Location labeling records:
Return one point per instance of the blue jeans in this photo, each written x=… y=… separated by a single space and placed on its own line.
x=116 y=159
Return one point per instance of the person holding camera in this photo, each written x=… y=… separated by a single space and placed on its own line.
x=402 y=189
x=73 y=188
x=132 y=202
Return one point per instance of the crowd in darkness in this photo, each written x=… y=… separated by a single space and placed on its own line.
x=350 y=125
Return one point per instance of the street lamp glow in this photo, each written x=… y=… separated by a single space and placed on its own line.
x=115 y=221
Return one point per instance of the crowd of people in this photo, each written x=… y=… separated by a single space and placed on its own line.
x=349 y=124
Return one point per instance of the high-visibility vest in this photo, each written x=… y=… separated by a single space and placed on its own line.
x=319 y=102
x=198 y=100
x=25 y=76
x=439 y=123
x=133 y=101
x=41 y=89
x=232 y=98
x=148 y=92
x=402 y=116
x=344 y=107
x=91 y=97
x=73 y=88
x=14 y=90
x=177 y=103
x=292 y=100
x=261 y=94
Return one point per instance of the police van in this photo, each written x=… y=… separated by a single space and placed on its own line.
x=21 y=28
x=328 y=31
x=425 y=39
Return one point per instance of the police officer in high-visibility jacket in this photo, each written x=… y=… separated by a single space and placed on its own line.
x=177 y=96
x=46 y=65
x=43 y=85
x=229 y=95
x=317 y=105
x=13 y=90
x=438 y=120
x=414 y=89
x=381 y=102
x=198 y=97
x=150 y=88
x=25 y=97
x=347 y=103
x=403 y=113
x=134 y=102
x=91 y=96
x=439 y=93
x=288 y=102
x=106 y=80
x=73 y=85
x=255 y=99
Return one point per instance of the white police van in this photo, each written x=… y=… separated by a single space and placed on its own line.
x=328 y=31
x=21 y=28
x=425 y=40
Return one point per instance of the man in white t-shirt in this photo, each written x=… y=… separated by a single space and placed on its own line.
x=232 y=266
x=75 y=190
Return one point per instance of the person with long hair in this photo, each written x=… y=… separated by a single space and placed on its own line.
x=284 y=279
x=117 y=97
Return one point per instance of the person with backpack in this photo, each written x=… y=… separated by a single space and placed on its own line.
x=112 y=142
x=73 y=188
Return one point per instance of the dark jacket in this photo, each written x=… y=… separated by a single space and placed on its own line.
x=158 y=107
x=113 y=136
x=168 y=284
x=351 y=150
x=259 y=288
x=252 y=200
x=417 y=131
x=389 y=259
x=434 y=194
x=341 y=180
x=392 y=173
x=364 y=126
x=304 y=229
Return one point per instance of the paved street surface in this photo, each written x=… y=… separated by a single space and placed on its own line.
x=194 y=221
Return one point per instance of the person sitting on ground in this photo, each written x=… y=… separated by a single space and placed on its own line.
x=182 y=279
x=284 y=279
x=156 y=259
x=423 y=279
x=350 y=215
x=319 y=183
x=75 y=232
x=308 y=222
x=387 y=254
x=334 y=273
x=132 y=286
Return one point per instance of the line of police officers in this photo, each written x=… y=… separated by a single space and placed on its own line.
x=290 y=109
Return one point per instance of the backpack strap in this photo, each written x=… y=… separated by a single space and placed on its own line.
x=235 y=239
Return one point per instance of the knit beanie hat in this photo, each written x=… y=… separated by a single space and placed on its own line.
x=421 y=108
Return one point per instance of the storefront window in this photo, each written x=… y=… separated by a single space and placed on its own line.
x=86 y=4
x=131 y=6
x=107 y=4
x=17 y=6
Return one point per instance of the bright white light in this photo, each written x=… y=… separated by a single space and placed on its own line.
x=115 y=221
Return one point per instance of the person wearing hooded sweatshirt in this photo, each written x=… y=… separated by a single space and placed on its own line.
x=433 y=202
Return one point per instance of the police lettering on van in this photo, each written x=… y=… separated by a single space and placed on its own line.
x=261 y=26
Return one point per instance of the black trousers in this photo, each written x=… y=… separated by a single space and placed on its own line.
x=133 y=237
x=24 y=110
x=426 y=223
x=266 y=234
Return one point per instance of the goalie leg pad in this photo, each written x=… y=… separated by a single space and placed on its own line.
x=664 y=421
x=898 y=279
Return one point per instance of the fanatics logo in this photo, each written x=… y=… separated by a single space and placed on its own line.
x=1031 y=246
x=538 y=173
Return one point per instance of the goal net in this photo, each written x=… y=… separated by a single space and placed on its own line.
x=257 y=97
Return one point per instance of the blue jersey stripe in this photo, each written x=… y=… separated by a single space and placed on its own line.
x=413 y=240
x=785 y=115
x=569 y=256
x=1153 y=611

Your instructions:
Edit the records above so that every "a single space" becomes "one space", leaving everything else unchanged.

Reply to the exercise:
Return one point per instance of the blue jeans in this photo, each written x=… y=… separated by one space and placed on its own line.
x=116 y=159
Return one point per instance of the person holding camera in this photo, each written x=… y=… separated by one space and placed on its own line.
x=402 y=189
x=73 y=188
x=132 y=202
Return one point per instance of the crowd in darkness in this photo, each written x=… y=… separated by one space and placed on its own line.
x=350 y=125
Return one point per instance of the street lamp glow in this photo, each written x=… y=… separated by one space and placed on its own line.
x=115 y=221
Return one point per instance of the crowd of people in this photo, each written x=… y=… separated by one space and placed on its own line.
x=349 y=124
Return one point per instance of the high-visibility vest in this photo, each written x=… y=… separated by one space and placed on its own line.
x=319 y=102
x=198 y=100
x=25 y=76
x=439 y=123
x=133 y=101
x=41 y=89
x=232 y=98
x=148 y=92
x=402 y=116
x=344 y=107
x=91 y=97
x=73 y=88
x=14 y=90
x=177 y=103
x=292 y=100
x=261 y=94
Return one point per instance of the police van in this photo, each written x=… y=… separated by one space and placed on its own line.
x=21 y=28
x=328 y=31
x=425 y=39
Return one point per instance of the police officer in high-visibility jacket in this photo, each written x=… y=… separated by one space and placed on its own line.
x=177 y=96
x=46 y=65
x=43 y=85
x=229 y=95
x=317 y=105
x=13 y=90
x=438 y=120
x=414 y=89
x=381 y=102
x=198 y=97
x=150 y=88
x=25 y=97
x=347 y=103
x=403 y=113
x=134 y=102
x=91 y=96
x=439 y=93
x=288 y=102
x=106 y=80
x=73 y=85
x=255 y=99
Return one point per instance of the white police van in this photo, each written x=… y=… separated by one space and placed on its own line.
x=328 y=31
x=21 y=28
x=425 y=40
Return one point per instance of the man in white t-shirt in this photo, each written x=… y=… separated by one space and placed on its own line.
x=232 y=266
x=75 y=190
Return one point per instance of the person with long hair in this photo, each written x=… y=… separated by one space and placed on its own line.
x=284 y=279
x=117 y=97
Return one point per instance of the person with backpack in this photo, each written x=… y=… separated by one space and placed on its own line.
x=112 y=142
x=73 y=188
Return one point per instance of the dark jacket in this photo, each written x=… y=… separated by one space and placed on its own line.
x=158 y=107
x=113 y=136
x=168 y=284
x=351 y=150
x=259 y=288
x=252 y=200
x=417 y=131
x=389 y=259
x=434 y=194
x=341 y=180
x=392 y=173
x=364 y=126
x=304 y=229
Return one point per instance of the paved street surface in this photo, each written x=… y=… separated by one space and placed on its own line.
x=194 y=221
Return one point per instance of the person sitting on ground in this photo, each written x=… y=… separated by one space and placed on its own line.
x=182 y=279
x=284 y=279
x=156 y=259
x=423 y=279
x=350 y=215
x=319 y=183
x=75 y=232
x=308 y=222
x=387 y=254
x=334 y=273
x=132 y=286
Return one point per instance of the line of police officers in this photo, each written x=… y=… separated by one space and placed on its own line.
x=290 y=109
Return one point per instance of the backpack strap in this photo, each written x=… y=… separated by one space and placed on its own line.
x=235 y=239
Return one point per instance of the knit beanie hat in this photo, each written x=… y=… separated by one space and placed on its own line.
x=421 y=108
Return one point per instance of the storefront window in this photo, each written x=… y=… separated by one space and placed on its own line.
x=86 y=4
x=131 y=6
x=107 y=4
x=17 y=6
Return one point per instance of the bright white light in this photo, each written x=… y=… separated by one space and placed on its own line.
x=115 y=221
Return one point per instance of the person wearing hooded sweatshirt in this photo, each written x=… y=… separated by one space and placed on its own line.
x=433 y=202
Return one point per instance of the police lettering on van in this photo, each written x=… y=… separated by one space and placed on its own line.
x=261 y=26
Return one point per instance of the black trousers in this photo, each written x=… y=… separated by one space and placed on its own line.
x=133 y=237
x=24 y=110
x=426 y=223
x=266 y=234
Return one point per instance of the goalie leg pad in this photo, each written x=… y=… separated by one space and placed on its own line.
x=664 y=421
x=898 y=279
Return one point per instance of the fanatics logo in this photo, each written x=… y=… separated by one space and placed on its own line.
x=1031 y=246
x=538 y=173
Return one point per instance of the goal net in this photo, each written x=… y=… separated by one space and placed on its own line.
x=257 y=97
Return one point per instance of the blue jersey stripe in this photo, each written x=… y=… separated by one space and placed on its own line.
x=413 y=240
x=785 y=115
x=569 y=256
x=1153 y=611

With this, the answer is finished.